▶ [PROVIDED RECORDS]
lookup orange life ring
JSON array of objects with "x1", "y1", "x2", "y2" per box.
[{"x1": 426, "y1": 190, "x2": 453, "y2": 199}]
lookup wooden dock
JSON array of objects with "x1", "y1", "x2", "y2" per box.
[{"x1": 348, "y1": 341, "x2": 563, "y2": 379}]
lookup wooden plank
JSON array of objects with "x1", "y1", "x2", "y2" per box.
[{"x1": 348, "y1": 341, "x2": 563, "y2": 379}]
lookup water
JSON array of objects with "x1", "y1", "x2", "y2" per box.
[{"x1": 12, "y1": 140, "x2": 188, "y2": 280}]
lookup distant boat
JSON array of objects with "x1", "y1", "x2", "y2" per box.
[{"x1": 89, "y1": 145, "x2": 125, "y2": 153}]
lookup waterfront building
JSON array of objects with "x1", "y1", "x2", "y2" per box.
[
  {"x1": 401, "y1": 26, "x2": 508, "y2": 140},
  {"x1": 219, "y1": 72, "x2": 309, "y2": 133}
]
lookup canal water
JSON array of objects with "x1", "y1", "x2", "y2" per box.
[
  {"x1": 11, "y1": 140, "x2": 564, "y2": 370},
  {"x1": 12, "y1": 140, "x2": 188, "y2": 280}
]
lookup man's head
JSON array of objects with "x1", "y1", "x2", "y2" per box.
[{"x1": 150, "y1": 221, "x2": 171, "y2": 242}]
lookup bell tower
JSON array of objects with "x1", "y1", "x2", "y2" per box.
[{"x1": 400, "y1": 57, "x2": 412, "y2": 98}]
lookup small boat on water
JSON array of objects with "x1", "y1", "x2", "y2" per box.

▶ [EXERCISE BRIEF] Restate the entries. Match them exactly.

▶ [OUTPUT OF THE TASK]
lookup orange life ring
JSON array of objects with "x1", "y1", "x2", "y2" per box.
[{"x1": 426, "y1": 190, "x2": 453, "y2": 199}]
lookup wooden dock
JSON array of objects with "x1", "y1", "x2", "y2" per box.
[{"x1": 348, "y1": 341, "x2": 563, "y2": 379}]
lookup wooden plank
JSON array of objects with "x1", "y1", "x2", "y2" per box.
[{"x1": 348, "y1": 341, "x2": 563, "y2": 379}]
lookup water
JSON array of objects with "x1", "y1", "x2", "y2" per box.
[{"x1": 12, "y1": 140, "x2": 188, "y2": 280}]
lookup distant boat
JSON array of objects with "x1", "y1", "x2", "y2" per box.
[{"x1": 89, "y1": 145, "x2": 125, "y2": 153}]
lookup waterfront building
JSON array of objects with "x1", "y1", "x2", "y2" per box.
[
  {"x1": 401, "y1": 26, "x2": 508, "y2": 140},
  {"x1": 219, "y1": 72, "x2": 309, "y2": 133}
]
lookup canal water
JSON array of objects with "x1", "y1", "x2", "y2" per box.
[
  {"x1": 11, "y1": 140, "x2": 564, "y2": 370},
  {"x1": 12, "y1": 140, "x2": 188, "y2": 280}
]
lookup man's head
JSON array of objects with "x1", "y1", "x2", "y2" per box.
[{"x1": 150, "y1": 221, "x2": 171, "y2": 242}]
lookup bell tower
JSON array of objects with "x1", "y1", "x2", "y2" per box.
[{"x1": 400, "y1": 57, "x2": 412, "y2": 98}]
lookup small boat on water
JSON array of objects with "x1", "y1", "x2", "y2" per box.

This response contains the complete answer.